> Task goal
The records follow. Copy each one exactly.

(Stored records)
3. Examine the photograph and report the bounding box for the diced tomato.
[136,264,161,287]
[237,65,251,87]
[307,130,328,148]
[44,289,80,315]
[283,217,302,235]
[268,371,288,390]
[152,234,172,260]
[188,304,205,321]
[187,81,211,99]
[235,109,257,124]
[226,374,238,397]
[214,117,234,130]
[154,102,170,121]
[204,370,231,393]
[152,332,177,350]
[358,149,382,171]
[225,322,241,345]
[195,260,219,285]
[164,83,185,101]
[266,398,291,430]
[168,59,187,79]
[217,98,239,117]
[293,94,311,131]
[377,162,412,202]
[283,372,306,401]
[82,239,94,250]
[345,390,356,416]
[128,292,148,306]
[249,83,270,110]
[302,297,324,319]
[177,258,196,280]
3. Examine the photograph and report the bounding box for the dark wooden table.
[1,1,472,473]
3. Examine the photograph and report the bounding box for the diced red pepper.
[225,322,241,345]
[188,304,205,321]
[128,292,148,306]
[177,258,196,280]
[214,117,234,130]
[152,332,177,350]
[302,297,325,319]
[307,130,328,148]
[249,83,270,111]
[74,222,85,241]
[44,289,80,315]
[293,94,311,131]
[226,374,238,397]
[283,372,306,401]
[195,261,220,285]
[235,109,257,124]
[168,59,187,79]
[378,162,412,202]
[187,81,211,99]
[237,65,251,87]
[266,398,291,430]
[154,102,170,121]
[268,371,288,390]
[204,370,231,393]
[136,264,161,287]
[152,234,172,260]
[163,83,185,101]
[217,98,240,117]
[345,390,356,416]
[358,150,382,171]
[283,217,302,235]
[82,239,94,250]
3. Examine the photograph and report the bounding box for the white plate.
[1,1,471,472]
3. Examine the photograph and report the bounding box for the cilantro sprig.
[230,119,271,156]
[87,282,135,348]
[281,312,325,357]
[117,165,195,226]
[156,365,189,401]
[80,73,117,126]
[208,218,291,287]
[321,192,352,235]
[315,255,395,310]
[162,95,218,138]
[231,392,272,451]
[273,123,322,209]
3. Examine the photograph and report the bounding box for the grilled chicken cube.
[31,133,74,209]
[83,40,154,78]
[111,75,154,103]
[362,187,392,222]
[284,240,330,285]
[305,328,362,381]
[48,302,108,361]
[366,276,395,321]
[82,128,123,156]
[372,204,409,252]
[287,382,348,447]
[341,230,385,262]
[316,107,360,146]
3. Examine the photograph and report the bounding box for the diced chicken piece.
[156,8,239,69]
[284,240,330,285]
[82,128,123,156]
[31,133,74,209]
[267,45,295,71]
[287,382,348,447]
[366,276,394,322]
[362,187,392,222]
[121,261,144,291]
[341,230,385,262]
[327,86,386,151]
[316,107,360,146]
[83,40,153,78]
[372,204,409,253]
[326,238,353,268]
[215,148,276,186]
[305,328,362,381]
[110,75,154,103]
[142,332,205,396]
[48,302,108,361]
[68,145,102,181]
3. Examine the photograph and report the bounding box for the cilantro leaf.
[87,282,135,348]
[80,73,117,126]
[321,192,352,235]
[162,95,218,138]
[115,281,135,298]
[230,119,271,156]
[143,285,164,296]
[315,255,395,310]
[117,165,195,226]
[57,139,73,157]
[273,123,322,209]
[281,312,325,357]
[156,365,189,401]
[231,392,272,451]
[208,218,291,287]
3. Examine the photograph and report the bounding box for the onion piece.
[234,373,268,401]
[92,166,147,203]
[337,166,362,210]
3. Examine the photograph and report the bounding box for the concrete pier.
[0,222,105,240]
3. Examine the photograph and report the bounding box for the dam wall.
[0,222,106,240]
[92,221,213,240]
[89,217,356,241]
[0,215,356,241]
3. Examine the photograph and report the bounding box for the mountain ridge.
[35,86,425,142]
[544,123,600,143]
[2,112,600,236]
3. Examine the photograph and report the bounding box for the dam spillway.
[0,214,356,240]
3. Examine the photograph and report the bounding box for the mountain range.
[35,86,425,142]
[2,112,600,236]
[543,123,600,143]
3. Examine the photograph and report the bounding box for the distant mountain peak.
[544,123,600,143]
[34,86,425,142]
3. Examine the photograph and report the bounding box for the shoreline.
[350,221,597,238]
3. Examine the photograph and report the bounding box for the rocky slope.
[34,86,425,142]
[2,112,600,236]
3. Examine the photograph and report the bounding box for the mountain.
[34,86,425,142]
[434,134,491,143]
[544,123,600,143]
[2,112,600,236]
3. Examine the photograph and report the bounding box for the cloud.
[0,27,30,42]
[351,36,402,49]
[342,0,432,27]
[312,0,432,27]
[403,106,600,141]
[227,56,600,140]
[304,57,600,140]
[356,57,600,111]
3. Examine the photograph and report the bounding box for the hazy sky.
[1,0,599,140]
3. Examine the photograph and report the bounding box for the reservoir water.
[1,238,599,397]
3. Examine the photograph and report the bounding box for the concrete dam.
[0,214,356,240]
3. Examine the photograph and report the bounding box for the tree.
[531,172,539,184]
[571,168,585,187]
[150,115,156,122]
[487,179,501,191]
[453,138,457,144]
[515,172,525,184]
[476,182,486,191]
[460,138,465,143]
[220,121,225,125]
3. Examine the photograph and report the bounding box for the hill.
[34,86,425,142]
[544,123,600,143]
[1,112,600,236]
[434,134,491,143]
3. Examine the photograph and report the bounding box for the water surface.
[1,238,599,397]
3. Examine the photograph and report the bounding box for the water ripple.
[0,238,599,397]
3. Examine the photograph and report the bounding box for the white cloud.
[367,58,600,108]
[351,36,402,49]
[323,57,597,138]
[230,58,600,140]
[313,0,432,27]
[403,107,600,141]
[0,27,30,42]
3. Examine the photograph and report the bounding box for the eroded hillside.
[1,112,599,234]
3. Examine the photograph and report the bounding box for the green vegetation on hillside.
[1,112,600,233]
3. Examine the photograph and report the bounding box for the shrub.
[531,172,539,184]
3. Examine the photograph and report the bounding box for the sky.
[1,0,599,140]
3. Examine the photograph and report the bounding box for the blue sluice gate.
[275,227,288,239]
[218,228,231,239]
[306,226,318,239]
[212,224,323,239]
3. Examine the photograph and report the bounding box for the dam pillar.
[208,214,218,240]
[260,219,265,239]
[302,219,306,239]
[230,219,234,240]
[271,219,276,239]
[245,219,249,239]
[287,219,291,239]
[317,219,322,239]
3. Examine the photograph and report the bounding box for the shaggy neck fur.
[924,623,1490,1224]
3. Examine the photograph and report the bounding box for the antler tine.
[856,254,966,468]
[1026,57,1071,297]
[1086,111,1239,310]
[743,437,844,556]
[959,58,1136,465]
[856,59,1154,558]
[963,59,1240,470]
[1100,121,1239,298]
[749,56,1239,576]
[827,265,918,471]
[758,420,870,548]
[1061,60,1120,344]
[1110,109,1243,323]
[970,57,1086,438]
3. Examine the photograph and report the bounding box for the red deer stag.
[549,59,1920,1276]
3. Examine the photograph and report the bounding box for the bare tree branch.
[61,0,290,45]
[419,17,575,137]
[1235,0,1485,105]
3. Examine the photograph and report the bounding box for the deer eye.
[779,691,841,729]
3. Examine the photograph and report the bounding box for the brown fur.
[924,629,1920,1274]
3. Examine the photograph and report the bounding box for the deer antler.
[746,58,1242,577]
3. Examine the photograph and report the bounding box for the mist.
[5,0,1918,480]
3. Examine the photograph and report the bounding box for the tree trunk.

> The answer
3. Examine the photograph and report the bounding box for the diced tomato.
[136,264,161,287]
[237,65,251,87]
[307,130,328,148]
[44,289,80,315]
[283,217,302,235]
[268,371,288,390]
[152,234,172,260]
[188,304,205,321]
[187,81,211,99]
[235,109,257,124]
[226,374,238,397]
[214,117,234,130]
[154,102,170,121]
[204,370,231,393]
[152,332,177,350]
[358,149,382,171]
[225,322,241,345]
[195,260,219,285]
[164,83,185,101]
[266,398,291,430]
[168,59,187,79]
[217,98,239,117]
[293,94,311,131]
[377,162,412,202]
[283,372,306,401]
[82,239,94,250]
[345,390,356,416]
[128,292,148,306]
[249,83,270,110]
[302,297,324,319]
[177,258,196,280]
3. Examine the photograph and report the bounding box for the dark wooden table.
[1,1,472,473]
3. Examine the photograph and report the bounding box for the diced red pepper.
[225,322,241,345]
[188,304,205,321]
[128,292,148,306]
[177,258,196,280]
[214,117,234,130]
[152,332,177,350]
[302,297,325,319]
[307,130,328,148]
[249,83,270,111]
[74,222,85,241]
[44,289,80,315]
[293,94,311,131]
[226,374,238,397]
[283,372,306,401]
[195,261,220,285]
[235,109,257,124]
[168,59,187,79]
[378,162,412,202]
[187,81,211,99]
[237,65,251,87]
[266,398,291,430]
[154,102,170,121]
[268,371,288,390]
[204,370,231,393]
[136,264,161,287]
[152,234,172,260]
[163,83,185,101]
[217,98,240,117]
[345,390,356,416]
[358,150,382,171]
[283,217,302,235]
[82,239,94,250]
3. Examine the photograph and report the bounding box for the white plate.
[1,1,471,472]
3. Examine the photograph and report the bounding box for the cilantro sprig.
[230,119,271,156]
[87,282,135,348]
[281,312,325,357]
[117,165,195,226]
[156,365,189,401]
[80,73,117,126]
[208,218,291,287]
[321,192,352,235]
[315,255,395,310]
[162,95,218,138]
[231,392,272,451]
[273,123,322,209]
3. Examine the photograph and report the bounding box for the grilled chicken cube.
[31,133,74,209]
[83,40,154,78]
[111,75,154,103]
[362,187,392,222]
[284,240,330,285]
[305,328,362,381]
[48,302,108,361]
[366,276,395,321]
[82,128,123,156]
[372,204,409,252]
[287,382,348,447]
[341,230,385,262]
[316,107,360,146]
3. Examine the photograph and report the bounding box for the diced chicken piece.
[156,8,239,69]
[284,240,330,285]
[82,128,123,156]
[31,133,74,209]
[267,45,295,71]
[287,382,348,447]
[366,276,394,322]
[362,187,392,222]
[121,261,144,291]
[341,230,385,262]
[327,86,386,151]
[316,107,360,146]
[83,40,153,78]
[372,204,409,253]
[326,238,353,268]
[215,148,276,186]
[305,328,362,381]
[110,75,154,103]
[142,332,205,396]
[48,302,108,361]
[68,145,102,181]
3. Examine the photograph and report the bounding box for the cilantro leaf.
[87,282,135,348]
[80,73,117,126]
[321,192,352,235]
[162,95,218,138]
[115,281,135,298]
[230,119,271,156]
[143,285,164,296]
[315,255,395,310]
[117,165,195,226]
[57,139,73,157]
[273,123,322,209]
[281,312,325,357]
[156,365,189,401]
[231,392,272,451]
[208,218,291,287]
3. Examine the photograph and report the bounding box for the onion piece.
[234,373,268,401]
[92,166,147,203]
[337,166,362,210]
3. Examine the photograph and report the bounding box for the concrete pier.
[0,222,105,240]
3. Examine the photograph and report the bounding box for the dam wall.
[0,222,106,240]
[92,221,213,240]
[89,217,356,241]
[0,215,356,241]
3. Examine the photograph and report the bounding box for the mountain ridge.
[35,86,425,142]
[544,123,600,143]
[2,112,600,236]
3. Examine the photograph and report the bounding box for the dam spillway.
[0,214,356,240]
3. Examine the photograph and report the bounding box for the mountain range.
[35,86,425,142]
[2,112,600,236]
[543,123,600,143]
3. Examine the photograph and report the bounding box for the distant mountain peak.
[544,123,600,143]
[34,86,425,142]
3. Examine the photograph and report the bounding box for the shoreline.
[350,221,597,238]
3. Examine the photograph and report the bounding box for the rocky slope.
[34,86,425,142]
[2,112,600,236]
3. Examine the photograph and report the bounding box for the mountain.
[34,86,425,142]
[434,134,491,143]
[544,123,600,143]
[2,112,600,236]
3. Examine the photograph and report the bounding box for the cloud.
[0,27,30,42]
[351,36,402,49]
[342,0,432,27]
[312,0,432,27]
[403,106,600,141]
[227,56,600,140]
[304,57,600,140]
[356,57,600,111]
3. Examine the photograph and report the bounding box for the hazy sky.
[1,0,599,140]
3. Examine the photograph and report the bounding box for the reservoir water.
[1,238,599,397]
3. Examine the photograph and report the bounding box for the concrete dam.
[0,214,356,240]
3. Examine the photograph and report the bounding box for the tree.
[531,172,539,184]
[571,168,585,187]
[150,115,156,122]
[487,179,501,191]
[453,138,457,144]
[515,172,525,184]
[476,182,486,191]
[460,138,465,143]
[220,121,225,125]
3. Examine the photograph and report the bounding box for the hill.
[34,86,425,142]
[544,123,600,143]
[1,112,600,236]
[434,134,491,143]
3. Examine the photograph and report the bounding box for the water surface.
[1,238,599,397]
3. Examine the photograph and report the bounding box for the water ripple.
[0,238,599,397]
3. Examine the photograph and report the bounding box for the white cloud.
[367,58,600,108]
[351,36,402,49]
[323,57,597,138]
[230,58,600,140]
[313,0,432,27]
[403,107,600,141]
[0,27,30,42]
3. Examine the photograph and report the bounding box for the eroded hillside.
[1,112,599,234]
3. Examine the photograph and report the bounding box for the green vegetation on hillside.
[1,112,600,233]
3. Examine the photograph and report the bounding box for the shrub.
[531,172,539,184]
3. Examine the photograph and report the bounding box for the sky.
[1,0,599,140]
3. Examine the photograph and report the bounding box for the blue sluice gate.
[275,227,288,239]
[218,228,231,239]
[306,226,318,239]
[212,224,323,239]
3. Examine the photograph and report the bounding box for the dam pillar.
[208,214,218,240]
[260,219,265,239]
[302,219,306,239]
[230,219,234,240]
[271,219,276,239]
[245,219,249,239]
[287,219,291,239]
[317,219,322,239]
3. Examine the photograph and report the bounding box for the shaggy neck fur.
[924,623,1490,1224]
3. Examine the photograph and report the bounding box for the antler tine.
[856,254,966,468]
[1026,57,1071,297]
[1086,111,1239,310]
[743,437,844,556]
[959,58,1136,465]
[856,59,1154,558]
[963,59,1240,470]
[1100,121,1239,298]
[749,56,1239,576]
[827,265,918,471]
[758,420,870,548]
[1061,60,1120,344]
[1110,109,1243,323]
[970,57,1086,438]
3. Examine the photograph and report the bounding box for the red deer stag.
[549,59,1920,1276]
3. Examine the photograph and report the bounding box for the bare tree branch.
[61,0,290,45]
[419,17,575,137]
[1235,0,1485,105]
3. Examine the photograph and report the bounding box for the deer eye.
[779,691,841,729]
3. Examine the photograph and report the bounding box for the brown fur.
[924,629,1920,1274]
3. Examine the photograph and report the bounding box for the deer antler.
[746,58,1242,577]
3. Examine the photograph and report the bounding box for the mist.
[5,0,1918,480]
3. Examine the photograph and report the bounding box for the tree trunk.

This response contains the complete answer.